What you should do:
Format the lines of every record as a numbered list, leaving out any blank lines.

┌─ Excerpted records

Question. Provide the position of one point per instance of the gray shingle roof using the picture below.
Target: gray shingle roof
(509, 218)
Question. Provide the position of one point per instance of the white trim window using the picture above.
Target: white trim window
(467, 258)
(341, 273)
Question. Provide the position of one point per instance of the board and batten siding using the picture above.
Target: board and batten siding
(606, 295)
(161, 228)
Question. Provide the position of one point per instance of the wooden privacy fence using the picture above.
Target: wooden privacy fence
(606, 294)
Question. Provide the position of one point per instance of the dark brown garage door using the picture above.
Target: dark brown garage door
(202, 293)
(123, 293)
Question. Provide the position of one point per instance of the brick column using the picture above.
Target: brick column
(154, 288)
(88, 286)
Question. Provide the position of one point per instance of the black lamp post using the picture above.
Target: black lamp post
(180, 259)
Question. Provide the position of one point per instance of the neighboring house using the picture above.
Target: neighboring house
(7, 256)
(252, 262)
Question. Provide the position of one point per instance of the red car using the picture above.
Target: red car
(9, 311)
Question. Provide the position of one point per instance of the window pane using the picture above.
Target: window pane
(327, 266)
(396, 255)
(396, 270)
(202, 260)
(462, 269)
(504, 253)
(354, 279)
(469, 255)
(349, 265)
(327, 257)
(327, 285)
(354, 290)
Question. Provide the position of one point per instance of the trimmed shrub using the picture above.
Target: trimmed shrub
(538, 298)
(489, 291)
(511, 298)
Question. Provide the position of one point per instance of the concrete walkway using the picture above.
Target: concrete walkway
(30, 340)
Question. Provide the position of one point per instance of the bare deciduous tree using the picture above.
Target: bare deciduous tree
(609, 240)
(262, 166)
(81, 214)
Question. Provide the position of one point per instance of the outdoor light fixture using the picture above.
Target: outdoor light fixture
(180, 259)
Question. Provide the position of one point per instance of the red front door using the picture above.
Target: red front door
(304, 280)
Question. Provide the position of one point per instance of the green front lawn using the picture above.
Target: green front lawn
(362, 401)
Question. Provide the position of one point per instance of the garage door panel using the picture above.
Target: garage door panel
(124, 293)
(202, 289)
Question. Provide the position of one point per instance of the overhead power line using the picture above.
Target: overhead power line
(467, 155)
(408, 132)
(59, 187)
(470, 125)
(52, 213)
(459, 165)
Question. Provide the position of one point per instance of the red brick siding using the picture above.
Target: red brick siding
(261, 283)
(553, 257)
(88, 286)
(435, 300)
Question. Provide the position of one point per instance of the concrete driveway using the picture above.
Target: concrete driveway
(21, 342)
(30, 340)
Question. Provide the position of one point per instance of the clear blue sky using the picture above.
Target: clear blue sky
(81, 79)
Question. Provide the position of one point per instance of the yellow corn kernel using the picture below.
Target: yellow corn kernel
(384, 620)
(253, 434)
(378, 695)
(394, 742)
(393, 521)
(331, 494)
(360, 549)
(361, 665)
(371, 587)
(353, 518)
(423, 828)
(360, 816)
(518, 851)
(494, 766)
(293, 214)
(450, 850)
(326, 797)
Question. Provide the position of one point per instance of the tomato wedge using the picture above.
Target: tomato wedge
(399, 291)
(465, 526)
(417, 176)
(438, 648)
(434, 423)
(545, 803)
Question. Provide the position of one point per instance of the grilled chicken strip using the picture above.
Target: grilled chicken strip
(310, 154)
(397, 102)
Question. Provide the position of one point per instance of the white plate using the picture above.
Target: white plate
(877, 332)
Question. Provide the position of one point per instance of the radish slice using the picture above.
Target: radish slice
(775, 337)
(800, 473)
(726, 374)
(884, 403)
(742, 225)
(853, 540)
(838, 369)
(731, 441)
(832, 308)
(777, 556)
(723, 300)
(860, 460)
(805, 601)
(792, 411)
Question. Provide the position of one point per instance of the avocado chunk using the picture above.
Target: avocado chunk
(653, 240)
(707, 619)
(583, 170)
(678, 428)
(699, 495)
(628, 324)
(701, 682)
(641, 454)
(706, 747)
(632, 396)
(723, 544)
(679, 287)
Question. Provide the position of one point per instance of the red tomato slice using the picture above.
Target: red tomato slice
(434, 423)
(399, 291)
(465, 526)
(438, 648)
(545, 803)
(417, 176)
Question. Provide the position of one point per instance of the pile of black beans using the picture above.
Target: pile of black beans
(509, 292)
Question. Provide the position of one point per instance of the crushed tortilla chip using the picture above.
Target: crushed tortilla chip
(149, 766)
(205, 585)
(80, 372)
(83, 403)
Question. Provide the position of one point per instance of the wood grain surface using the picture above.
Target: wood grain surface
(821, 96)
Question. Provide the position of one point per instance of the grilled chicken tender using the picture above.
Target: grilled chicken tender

└─

Result:
1. Question. Provide the position of one point per instance of the gray shingle roof using the picture below.
2. Target: gray shingle roof
3. (509, 218)
4. Question. Provide the position of one point per instance of the white trim window using the picture above.
5. Target: white trim window
6. (467, 258)
7. (341, 273)
8. Question. Provide the position of one point per instance of the board and batten siding using the picture above.
9. Target: board and batten siding
10. (606, 295)
11. (161, 228)
12. Question. Provide the position of one point per instance of the wooden privacy fence using the picture above.
13. Target: wooden privacy fence
14. (606, 294)
15. Question. Provide the position of one point per instance of the dark brown garage door using the picture above.
16. Target: dark brown garage door
17. (202, 293)
18. (123, 293)
19. Question. Provide the position of one point per instance of the brick column using the picture above.
20. Target: brick column
21. (154, 288)
22. (88, 286)
23. Question. Provide the position of one point per instance of the black lamp post using the picture above.
24. Target: black lamp post
25. (180, 259)
26. Question. Provide the position of one point per instance of the neighboring house using the picture above.
27. Target: neighboring house
28. (7, 256)
29. (252, 262)
30. Question. Provide the position of one point per instance of the red car using the picture above.
31. Target: red car
32. (9, 311)
33. Question. Provide the position of one point per instance of the window pane using the picture above.
34. Target: window pane
35. (327, 266)
36. (396, 255)
37. (396, 270)
38. (202, 260)
39. (462, 269)
40. (504, 253)
41. (354, 279)
42. (469, 255)
43. (349, 265)
44. (327, 257)
45. (327, 285)
46. (354, 290)
47. Question. Provide the position of one point per instance of the trimmed shrub using the picture above.
48. Target: trimmed shrub
49. (538, 298)
50. (489, 291)
51. (511, 298)
52. Question. Provide the position of one point per instance of the concrete walkway using the picture above.
53. Target: concrete walkway
54. (30, 340)
55. Question. Provide the position of one point per instance of the bare deciduous tree using the picture above.
56. Target: bare deciduous tree
57. (609, 240)
58. (262, 166)
59. (81, 214)
60. Question. Provide the position of one point per instance of the outdoor light fixture using the picture above.
61. Target: outdoor light fixture
62. (180, 259)
63. Question. Provide the position of one point per instance of the red front door using the picture above.
64. Target: red front door
65. (304, 280)
66. Question. Provide the position of one point per instance of the green front lawn using the picture above.
67. Target: green front lawn
68. (362, 401)
69. Question. Provide the position of one point per instance of the garage door panel using the picture above.
70. Target: garage door panel
71. (124, 293)
72. (202, 289)
73. Question. Provide the position of one point per instance of the overhead power line using the picture above.
74. Target: overhead power line
75. (467, 155)
76. (408, 132)
77. (59, 187)
78. (470, 125)
79. (52, 213)
80. (459, 165)
81. Question. Provide the position of one point per instance of the red brick siding using the picture above.
82. Target: red brick siding
83. (261, 283)
84. (553, 257)
85. (88, 286)
86. (435, 300)
87. Question. Provide the position of one point per instance of the concrete driveway using the picture above.
88. Target: concrete driveway
89. (21, 342)
90. (30, 340)
91. Question. Provide the position of one point per instance of the clear blue sky using the picture above.
92. Target: clear blue sky
93. (81, 79)
94. Question. Provide the position of one point per instance of the yellow corn kernel using the picture below.
95. Target: yellow corn kernel
96. (384, 620)
97. (253, 434)
98. (378, 695)
99. (394, 742)
100. (393, 521)
101. (331, 494)
102. (360, 549)
103. (361, 665)
104. (371, 587)
105. (353, 518)
106. (423, 828)
107. (360, 816)
108. (518, 851)
109. (494, 766)
110. (293, 214)
111. (450, 850)
112. (326, 797)
113. Question. Provide the position of one point per instance of the tomato wedge using the picture above.
114. Target: tomato wedge
115. (399, 291)
116. (465, 526)
117. (417, 176)
118. (438, 648)
119. (434, 423)
120. (545, 803)
121. Question. Provide the position of one point per instance of the grilled chicken strip using the picture above.
122. Target: grilled chicken strip
123. (310, 154)
124. (397, 102)
125. Question. Provide the position of one point per instance of the white plate using the picture above.
126. Target: white plate
127. (877, 332)
128. Question. Provide the position of one point per instance of the radish slice using the picture above.
129. Target: radish slice
130. (775, 337)
131. (800, 473)
132. (726, 374)
133. (884, 403)
134. (742, 225)
135. (853, 540)
136. (838, 369)
137. (731, 441)
138. (832, 308)
139. (777, 556)
140. (723, 300)
141. (860, 460)
142. (805, 601)
143. (792, 411)
144. Question. Provide the position of one point per instance of the avocado chunk using the picture above.
145. Target: avocado chunk
146. (653, 240)
147. (707, 619)
148. (583, 170)
149. (678, 428)
150. (699, 495)
151. (628, 324)
152. (701, 682)
153. (641, 454)
154. (706, 747)
155. (632, 396)
156. (723, 544)
157. (679, 287)
158. Question. Provide the position of one point per instance of the red tomato slice using the picture above.
159. Target: red tomato slice
160. (434, 423)
161. (399, 291)
162. (465, 526)
163. (438, 648)
164. (545, 803)
165. (417, 176)
166. Question. Provide the position of one point per instance of the pile of black beans using the picture above.
167. Target: pile of black beans
168. (509, 292)
169. Question. Provide the position of one point per instance of the crushed tortilla chip using the picture above.
170. Target: crushed tortilla chip
171. (149, 766)
172. (205, 585)
173. (80, 372)
174. (83, 403)
175. Question. Provide the position of one point per instance of the wood grain surface using the picture above.
176. Target: wood grain surface
177. (821, 96)
178. Question. Provide the position of one point per instance of the grilled chicken tender using the picture above.
179. Target: grilled chicken tender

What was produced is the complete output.